Filter the items below and copy each line that contains the string "railing". Case matters when matching.
___ SUPPLIED RECORDS ___
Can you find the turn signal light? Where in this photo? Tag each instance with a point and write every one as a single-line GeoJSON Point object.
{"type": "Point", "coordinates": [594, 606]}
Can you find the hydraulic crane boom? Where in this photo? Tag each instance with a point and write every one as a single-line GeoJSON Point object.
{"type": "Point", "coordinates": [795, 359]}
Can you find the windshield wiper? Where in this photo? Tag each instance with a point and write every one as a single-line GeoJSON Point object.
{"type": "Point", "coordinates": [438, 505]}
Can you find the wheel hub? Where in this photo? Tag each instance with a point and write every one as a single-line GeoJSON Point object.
___
___ SUPPLIED RECORDS ___
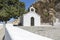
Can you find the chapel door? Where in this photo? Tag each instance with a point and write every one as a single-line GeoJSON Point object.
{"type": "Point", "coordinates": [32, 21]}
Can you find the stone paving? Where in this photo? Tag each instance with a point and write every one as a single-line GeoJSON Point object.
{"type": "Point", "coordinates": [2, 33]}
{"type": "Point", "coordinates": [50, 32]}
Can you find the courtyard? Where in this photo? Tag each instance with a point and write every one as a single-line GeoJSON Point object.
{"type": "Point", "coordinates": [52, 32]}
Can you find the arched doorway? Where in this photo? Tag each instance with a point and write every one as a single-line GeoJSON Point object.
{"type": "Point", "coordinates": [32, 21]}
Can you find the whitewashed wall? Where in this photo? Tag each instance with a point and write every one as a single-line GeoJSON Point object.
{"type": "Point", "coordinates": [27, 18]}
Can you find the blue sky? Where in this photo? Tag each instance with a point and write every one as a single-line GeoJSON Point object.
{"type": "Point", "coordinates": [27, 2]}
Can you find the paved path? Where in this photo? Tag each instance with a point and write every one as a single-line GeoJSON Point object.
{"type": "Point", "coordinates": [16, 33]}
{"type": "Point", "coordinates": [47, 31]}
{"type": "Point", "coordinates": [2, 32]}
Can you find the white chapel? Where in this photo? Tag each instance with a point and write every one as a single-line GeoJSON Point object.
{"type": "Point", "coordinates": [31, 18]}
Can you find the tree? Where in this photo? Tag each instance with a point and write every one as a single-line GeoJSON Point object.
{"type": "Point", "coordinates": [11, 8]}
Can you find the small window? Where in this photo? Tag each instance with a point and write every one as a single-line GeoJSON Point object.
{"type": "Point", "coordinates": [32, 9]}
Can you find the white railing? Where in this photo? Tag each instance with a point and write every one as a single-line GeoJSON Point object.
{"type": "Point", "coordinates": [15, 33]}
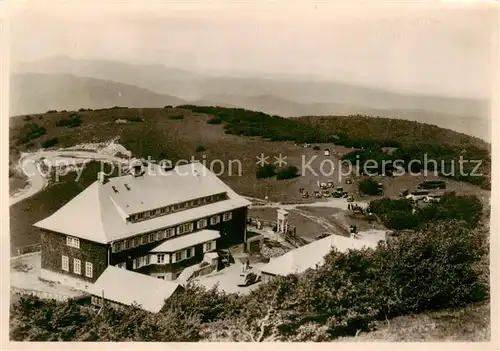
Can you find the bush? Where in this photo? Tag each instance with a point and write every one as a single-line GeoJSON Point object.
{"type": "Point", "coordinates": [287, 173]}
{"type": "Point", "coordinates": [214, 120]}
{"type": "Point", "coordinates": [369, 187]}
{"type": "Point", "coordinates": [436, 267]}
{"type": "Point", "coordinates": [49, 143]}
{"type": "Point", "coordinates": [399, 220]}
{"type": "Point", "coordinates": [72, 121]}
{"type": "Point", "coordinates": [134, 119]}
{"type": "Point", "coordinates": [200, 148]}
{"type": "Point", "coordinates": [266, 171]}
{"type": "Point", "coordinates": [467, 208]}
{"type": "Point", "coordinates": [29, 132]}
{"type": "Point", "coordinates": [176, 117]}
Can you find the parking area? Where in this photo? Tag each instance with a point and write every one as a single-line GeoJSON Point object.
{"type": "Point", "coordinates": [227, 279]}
___
___ SUPPLIED RECORDS ___
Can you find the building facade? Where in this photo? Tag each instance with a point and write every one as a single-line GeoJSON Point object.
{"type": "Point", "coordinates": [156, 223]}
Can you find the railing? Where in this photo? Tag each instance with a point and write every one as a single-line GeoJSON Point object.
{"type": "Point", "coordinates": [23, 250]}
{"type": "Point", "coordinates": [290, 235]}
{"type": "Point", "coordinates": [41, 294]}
___
### FINISHED EXERCISE
Can you find the white railing? Where in this photo? Tag each instance with a point and write every one as a single-line GeoJSON Point object.
Can you find the railing? Where in this photo? Tag each instance with a point and write every one as a single-line GeoJSON Point object.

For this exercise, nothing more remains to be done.